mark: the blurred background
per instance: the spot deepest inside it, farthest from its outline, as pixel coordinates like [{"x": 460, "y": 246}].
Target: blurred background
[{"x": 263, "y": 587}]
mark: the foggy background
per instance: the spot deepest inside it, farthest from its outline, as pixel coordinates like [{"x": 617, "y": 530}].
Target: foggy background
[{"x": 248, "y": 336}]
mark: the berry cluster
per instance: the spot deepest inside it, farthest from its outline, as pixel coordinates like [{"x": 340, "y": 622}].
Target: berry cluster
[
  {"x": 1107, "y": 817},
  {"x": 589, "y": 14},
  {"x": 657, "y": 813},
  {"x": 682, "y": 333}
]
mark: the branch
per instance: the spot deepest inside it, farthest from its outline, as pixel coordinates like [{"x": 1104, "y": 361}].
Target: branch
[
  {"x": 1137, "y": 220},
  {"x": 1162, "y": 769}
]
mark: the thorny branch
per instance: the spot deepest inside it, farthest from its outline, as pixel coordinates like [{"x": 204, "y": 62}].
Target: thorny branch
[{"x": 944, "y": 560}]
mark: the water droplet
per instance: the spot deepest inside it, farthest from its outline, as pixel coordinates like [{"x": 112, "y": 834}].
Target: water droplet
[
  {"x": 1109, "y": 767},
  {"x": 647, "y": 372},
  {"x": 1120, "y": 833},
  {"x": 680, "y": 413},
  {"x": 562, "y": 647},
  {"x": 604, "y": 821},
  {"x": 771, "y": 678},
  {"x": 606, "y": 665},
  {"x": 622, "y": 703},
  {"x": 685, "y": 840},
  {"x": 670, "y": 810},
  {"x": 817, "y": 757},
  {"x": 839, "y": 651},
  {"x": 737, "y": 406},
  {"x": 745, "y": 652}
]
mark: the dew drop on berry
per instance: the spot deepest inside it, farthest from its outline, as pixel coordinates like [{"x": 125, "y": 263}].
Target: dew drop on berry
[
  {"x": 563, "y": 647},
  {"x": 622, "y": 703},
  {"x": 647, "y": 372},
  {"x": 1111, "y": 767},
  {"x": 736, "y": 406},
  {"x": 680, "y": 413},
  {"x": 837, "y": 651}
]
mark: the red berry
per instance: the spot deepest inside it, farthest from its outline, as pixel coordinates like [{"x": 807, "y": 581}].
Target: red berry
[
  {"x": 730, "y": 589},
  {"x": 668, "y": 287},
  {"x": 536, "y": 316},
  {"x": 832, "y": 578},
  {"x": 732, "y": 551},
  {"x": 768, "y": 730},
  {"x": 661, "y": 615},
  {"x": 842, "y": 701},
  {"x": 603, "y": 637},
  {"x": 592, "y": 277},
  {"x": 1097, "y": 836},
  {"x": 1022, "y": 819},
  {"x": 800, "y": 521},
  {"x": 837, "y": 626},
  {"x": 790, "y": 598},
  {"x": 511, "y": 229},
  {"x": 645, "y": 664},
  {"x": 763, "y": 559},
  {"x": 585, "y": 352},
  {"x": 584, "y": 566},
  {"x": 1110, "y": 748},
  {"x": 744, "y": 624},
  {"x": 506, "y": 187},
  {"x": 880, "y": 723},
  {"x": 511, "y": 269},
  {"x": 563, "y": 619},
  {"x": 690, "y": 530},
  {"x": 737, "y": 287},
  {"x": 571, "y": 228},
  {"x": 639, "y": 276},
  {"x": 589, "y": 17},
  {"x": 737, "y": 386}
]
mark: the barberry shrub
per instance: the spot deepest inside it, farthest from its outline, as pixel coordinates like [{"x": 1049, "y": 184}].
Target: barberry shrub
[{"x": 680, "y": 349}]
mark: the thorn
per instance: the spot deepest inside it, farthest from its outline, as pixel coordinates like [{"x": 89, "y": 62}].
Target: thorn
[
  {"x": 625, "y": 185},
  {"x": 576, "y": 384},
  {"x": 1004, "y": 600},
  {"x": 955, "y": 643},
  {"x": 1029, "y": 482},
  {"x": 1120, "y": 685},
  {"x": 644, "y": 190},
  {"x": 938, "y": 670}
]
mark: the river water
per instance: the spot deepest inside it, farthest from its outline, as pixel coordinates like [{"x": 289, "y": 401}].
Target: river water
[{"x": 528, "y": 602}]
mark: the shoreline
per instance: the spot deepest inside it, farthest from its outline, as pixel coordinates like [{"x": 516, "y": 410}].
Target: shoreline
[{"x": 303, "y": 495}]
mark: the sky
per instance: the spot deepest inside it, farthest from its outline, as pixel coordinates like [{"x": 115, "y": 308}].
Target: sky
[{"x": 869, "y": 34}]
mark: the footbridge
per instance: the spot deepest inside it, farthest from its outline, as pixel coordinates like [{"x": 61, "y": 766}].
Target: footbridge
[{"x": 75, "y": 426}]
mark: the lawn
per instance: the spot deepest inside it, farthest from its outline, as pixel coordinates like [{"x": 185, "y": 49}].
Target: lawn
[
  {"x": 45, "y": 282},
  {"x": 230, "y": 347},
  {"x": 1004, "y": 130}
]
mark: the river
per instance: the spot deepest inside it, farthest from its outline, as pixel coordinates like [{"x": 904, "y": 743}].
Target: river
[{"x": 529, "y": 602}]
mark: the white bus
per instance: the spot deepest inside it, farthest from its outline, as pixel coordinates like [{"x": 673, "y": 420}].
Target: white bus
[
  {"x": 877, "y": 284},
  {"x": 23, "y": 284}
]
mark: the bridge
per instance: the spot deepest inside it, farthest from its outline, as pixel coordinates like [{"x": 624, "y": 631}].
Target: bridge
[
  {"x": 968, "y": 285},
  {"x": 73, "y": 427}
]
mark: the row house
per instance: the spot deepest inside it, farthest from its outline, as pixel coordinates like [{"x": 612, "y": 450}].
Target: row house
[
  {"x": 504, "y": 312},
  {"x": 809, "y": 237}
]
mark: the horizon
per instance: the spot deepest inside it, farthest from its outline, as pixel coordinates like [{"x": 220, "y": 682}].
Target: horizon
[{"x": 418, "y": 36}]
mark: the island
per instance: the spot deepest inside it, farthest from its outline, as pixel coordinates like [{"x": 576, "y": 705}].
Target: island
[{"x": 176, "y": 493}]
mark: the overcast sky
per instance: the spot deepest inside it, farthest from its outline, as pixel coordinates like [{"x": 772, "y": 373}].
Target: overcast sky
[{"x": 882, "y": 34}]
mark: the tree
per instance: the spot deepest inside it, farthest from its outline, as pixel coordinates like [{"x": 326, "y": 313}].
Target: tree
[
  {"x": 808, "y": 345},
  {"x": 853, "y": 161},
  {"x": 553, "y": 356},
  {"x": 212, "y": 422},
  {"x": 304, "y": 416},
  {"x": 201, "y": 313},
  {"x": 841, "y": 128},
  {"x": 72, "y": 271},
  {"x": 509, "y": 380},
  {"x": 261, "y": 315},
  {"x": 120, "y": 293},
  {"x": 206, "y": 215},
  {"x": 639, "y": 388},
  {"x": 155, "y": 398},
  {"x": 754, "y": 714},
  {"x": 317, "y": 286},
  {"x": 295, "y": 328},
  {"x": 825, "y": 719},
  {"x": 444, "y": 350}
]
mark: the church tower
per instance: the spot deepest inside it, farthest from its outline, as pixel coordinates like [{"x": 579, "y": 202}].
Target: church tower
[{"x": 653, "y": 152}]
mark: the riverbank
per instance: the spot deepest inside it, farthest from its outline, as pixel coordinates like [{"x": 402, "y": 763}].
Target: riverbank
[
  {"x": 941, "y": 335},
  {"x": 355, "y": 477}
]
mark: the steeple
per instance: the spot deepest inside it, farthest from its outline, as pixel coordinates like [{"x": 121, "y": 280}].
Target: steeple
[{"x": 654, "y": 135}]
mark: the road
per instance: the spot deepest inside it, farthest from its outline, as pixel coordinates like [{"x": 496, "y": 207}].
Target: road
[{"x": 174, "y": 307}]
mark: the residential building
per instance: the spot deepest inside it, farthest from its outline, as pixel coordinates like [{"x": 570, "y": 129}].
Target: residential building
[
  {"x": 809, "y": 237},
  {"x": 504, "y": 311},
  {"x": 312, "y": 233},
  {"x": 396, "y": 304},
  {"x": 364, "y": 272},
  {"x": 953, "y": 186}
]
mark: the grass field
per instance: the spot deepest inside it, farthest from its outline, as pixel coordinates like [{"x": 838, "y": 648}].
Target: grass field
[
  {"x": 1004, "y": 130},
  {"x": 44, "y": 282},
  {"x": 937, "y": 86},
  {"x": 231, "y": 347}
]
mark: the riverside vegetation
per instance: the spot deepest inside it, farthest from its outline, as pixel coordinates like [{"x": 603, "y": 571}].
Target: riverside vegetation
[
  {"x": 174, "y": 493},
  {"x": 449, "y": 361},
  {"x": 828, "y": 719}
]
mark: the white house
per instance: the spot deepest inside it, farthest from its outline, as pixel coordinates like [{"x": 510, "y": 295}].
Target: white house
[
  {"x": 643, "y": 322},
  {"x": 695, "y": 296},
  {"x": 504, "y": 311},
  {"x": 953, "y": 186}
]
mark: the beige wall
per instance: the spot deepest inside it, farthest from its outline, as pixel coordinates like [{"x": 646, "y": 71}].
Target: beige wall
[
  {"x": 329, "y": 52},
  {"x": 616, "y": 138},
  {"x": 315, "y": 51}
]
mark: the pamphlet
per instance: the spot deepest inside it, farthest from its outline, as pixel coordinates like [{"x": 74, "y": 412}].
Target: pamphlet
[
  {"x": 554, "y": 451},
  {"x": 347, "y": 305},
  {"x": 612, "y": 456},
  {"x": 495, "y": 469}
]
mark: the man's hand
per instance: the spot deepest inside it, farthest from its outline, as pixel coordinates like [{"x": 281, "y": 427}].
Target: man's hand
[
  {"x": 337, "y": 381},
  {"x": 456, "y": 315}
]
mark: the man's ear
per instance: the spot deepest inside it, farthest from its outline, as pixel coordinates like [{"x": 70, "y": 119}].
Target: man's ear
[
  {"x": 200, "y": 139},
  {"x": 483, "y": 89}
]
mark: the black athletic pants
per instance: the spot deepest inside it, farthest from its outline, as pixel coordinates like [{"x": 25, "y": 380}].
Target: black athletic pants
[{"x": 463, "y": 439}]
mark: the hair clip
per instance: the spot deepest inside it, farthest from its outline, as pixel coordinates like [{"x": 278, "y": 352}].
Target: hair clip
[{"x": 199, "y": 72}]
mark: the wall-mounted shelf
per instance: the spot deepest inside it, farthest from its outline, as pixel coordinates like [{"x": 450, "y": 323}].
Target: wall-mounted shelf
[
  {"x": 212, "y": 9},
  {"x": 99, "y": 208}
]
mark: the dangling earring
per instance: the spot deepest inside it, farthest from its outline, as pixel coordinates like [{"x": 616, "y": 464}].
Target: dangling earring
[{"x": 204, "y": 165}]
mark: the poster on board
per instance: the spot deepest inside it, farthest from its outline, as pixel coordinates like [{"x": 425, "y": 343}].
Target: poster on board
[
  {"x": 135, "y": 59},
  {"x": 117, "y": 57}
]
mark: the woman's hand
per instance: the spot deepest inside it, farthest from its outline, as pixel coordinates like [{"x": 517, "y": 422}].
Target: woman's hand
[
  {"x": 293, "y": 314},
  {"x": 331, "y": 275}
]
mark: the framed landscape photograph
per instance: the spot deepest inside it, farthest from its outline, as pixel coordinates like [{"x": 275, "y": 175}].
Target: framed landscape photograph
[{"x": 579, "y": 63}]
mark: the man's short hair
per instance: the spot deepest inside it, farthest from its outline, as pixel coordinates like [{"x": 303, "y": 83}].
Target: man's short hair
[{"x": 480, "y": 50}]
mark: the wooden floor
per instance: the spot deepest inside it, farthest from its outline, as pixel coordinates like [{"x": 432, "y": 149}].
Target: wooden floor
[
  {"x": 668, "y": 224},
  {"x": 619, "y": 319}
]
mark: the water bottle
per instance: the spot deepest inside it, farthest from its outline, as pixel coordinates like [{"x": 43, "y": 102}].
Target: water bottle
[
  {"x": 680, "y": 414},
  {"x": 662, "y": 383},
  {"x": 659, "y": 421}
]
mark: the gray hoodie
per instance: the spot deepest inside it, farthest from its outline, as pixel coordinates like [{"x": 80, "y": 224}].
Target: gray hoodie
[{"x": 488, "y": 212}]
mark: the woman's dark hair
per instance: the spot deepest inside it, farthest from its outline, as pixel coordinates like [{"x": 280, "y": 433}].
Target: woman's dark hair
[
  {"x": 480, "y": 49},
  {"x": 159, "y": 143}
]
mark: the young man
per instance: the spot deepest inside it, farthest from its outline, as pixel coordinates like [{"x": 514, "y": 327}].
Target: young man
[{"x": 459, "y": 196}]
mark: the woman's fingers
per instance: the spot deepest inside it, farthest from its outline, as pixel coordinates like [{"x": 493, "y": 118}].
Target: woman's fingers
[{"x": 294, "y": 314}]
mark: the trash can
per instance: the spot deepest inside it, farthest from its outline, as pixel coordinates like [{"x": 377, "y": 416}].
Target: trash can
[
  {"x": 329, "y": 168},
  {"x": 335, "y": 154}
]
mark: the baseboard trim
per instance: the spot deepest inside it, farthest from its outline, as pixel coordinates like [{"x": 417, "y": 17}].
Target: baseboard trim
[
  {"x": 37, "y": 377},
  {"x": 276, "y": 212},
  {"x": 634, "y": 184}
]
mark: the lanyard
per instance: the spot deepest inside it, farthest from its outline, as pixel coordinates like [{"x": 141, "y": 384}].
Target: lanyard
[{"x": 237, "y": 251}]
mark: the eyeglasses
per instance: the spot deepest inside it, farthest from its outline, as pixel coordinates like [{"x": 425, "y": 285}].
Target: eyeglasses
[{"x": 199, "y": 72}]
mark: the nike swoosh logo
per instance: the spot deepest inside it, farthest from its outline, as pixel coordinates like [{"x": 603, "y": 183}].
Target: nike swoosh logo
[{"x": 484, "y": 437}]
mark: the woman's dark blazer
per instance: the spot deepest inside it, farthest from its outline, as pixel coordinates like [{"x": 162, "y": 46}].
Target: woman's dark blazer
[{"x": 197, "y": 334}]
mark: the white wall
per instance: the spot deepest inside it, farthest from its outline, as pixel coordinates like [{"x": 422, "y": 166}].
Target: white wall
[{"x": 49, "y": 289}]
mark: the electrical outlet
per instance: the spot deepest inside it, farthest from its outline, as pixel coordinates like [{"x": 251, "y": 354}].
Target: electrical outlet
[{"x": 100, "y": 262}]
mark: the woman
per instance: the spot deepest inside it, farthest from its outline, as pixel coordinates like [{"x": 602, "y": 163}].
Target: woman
------------------------------------------------
**How to complete this task:** Print the line containing "Target: woman's fingers", then every line after it through the last line of the records, each exactly as written; nothing else belongs in the answer.

**Reply to the task:**
Target: woman's fingers
[{"x": 294, "y": 314}]
mark: the trash can
per instance: the spot deepest inside it, farthest from its outline, as pixel coordinates like [{"x": 377, "y": 416}].
Target: trash can
[
  {"x": 329, "y": 168},
  {"x": 335, "y": 154}
]
mark: the baseboard trim
per instance: the spot deepest inside it, farthest from its outline, as pixel coordinates like [{"x": 417, "y": 17}].
Target: baseboard trim
[
  {"x": 37, "y": 377},
  {"x": 276, "y": 212},
  {"x": 634, "y": 184}
]
mark: the lanyard
per instance: the spot deepest inside it, farthest from its outline, as pixel coordinates like [{"x": 141, "y": 384}].
Target: lanyard
[{"x": 237, "y": 251}]
mark: the eyeglasses
per instance: the spot deepest inside it, farthest from its outline, as pixel coordinates like [{"x": 425, "y": 285}].
Target: eyeglasses
[{"x": 199, "y": 72}]
mark: the nike swoosh logo
per instance: the spot deepest inside it, farthest from its outline, as pixel coordinates like [{"x": 603, "y": 183}].
Target: nike swoosh logo
[{"x": 484, "y": 437}]
mark: the woman's dark blazer
per instance: the spot deepest inside it, farthest from its outline, as pixel coordinates like [{"x": 162, "y": 46}].
Target: woman's dark blazer
[{"x": 197, "y": 334}]
mark: the white wall
per instance: the spot deepest inside it, farthest from its outline, as pixel coordinates like [{"x": 422, "y": 166}].
Target: white wall
[{"x": 49, "y": 289}]
mark: the electrical outlet
per instance: the spot deepest inside it, farthest from its outline, as pixel coordinates like [{"x": 251, "y": 354}].
Target: electrical outlet
[{"x": 100, "y": 262}]
mark: the woman
per instance: the spot deepest inside it, farthest from its outline, as pixel coordinates like [{"x": 602, "y": 163}].
Target: woman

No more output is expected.